**Texto proporcionado**
┌──

Le ham volado la cabeza con una escopeta.
Ha sido a quemarropa. 
A drede, vaya.


----------



## Pollepolle (4 Sep 2022)

Tiene pinta del tipico crimen de odio por algun gandaluz de paletovox o votante de moronegro nocilla.


----------



## Murnau (4 Sep 2022)

Cuando se va por el monte y solo, se respira y siente una inmensa conexión con la naturaleza, pero se tiene que ir alerta en todo momento, más que en la ciudad, calles y barrios de mierda si cabe.Vivimos en el país de los hijo putas, la telebasura, las lindes, las confusiones, los garrulos, los alcáser que no se resuelven, los tarados, los tanos, los ex (in) migrantes, políticos de mierda, corruptos, policías vendidas, abogados y jueces de mierda, funcivagos, etc, un largo etc. Por lo tanto, debes andar con mucho cuidado, en buena forma física, preparado para correr 12 kms por montaña si hace falta, para combatir, y matar antes de que te maten. Además de evitar senderos concurridos y pistas forestales, cuanto más difícil sea el camino, menos gentuza te vas a encontrar. Es como el gimnasio, cuanto más duro el deporte, menos escoria vas a tener entrenando contigo. Yo cuando voy por el monte, además de que llevo de todo y estoy alerta en todo momento, no dejo de fijarme en cómo me puedo esconder en toda la maleza, árboles y arbustos de alrededor.

└──

**Datos proporcionados**
┌──

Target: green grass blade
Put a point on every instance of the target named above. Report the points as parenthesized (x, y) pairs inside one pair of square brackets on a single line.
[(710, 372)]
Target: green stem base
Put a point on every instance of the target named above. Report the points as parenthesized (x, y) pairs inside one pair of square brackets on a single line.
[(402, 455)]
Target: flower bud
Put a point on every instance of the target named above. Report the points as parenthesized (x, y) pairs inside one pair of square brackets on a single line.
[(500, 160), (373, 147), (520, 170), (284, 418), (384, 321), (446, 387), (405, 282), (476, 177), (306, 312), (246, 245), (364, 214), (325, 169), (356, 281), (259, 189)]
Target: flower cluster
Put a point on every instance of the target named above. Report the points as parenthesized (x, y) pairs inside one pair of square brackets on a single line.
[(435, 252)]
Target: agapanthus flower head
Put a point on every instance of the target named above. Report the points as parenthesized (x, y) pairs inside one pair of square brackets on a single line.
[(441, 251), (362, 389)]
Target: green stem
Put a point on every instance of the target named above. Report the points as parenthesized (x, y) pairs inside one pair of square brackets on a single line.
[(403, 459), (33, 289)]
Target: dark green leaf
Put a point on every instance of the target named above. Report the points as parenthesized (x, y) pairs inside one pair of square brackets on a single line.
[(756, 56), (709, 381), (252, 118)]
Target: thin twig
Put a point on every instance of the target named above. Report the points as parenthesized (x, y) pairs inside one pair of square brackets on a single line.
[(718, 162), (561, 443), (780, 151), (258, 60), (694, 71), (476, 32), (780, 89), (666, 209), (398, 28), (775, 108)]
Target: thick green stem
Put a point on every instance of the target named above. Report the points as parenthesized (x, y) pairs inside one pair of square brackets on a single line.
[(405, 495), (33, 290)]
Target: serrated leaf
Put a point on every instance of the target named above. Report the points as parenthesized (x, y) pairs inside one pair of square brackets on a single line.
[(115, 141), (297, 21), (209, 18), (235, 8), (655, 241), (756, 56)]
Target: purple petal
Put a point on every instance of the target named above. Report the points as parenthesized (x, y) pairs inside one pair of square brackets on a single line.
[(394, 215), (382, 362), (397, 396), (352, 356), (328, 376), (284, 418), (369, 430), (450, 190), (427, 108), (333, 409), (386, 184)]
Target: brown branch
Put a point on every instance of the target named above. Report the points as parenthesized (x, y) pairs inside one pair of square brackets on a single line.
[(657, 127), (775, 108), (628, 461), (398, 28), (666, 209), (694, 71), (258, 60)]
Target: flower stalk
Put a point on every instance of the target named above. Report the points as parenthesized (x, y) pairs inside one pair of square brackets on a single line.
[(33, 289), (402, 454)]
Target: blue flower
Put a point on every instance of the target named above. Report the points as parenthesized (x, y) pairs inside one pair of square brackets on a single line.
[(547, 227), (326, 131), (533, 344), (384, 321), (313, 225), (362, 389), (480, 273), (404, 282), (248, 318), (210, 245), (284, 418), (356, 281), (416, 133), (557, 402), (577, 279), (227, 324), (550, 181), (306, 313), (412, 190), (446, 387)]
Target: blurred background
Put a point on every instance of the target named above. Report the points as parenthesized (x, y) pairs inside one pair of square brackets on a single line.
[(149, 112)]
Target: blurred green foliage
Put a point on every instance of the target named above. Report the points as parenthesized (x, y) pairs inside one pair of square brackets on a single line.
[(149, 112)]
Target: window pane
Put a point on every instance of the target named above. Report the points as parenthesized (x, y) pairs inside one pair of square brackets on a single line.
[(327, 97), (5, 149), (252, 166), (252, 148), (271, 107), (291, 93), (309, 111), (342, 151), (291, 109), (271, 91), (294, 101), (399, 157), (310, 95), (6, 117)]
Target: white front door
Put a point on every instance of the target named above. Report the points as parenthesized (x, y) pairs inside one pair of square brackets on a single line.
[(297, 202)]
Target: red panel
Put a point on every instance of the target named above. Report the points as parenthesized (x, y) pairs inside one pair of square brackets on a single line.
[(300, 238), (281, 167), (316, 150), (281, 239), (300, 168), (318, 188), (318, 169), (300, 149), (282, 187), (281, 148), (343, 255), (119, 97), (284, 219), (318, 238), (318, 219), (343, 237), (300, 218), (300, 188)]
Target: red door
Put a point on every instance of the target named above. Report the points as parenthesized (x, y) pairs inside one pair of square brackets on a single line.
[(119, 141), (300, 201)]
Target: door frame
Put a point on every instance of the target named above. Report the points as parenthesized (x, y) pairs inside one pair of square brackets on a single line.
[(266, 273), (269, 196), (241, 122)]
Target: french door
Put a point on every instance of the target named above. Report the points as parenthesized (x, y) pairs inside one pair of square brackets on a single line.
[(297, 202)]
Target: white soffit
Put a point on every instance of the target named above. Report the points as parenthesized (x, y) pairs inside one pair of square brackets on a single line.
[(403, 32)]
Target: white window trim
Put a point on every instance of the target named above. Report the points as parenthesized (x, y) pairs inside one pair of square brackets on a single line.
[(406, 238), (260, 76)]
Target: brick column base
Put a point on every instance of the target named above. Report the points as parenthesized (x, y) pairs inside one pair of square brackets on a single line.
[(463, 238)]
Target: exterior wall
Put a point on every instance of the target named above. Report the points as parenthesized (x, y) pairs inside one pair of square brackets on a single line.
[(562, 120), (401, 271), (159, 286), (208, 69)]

└──

**Tu tarea**
Devuelve sin cambios el fragmento del texto proporcionado que va entre "Ha sido a quemarropa." y "de moronegro nocilla.", ambos incluidos.

**Respuesta**
Ha sido a quemarropa. 
A drede, vaya.


----------



## Pollepolle (4 Sep 2022)

Tiene pinta del tipico crimen de odio por algun gandaluz de paletovox o votante de moronegro nocilla.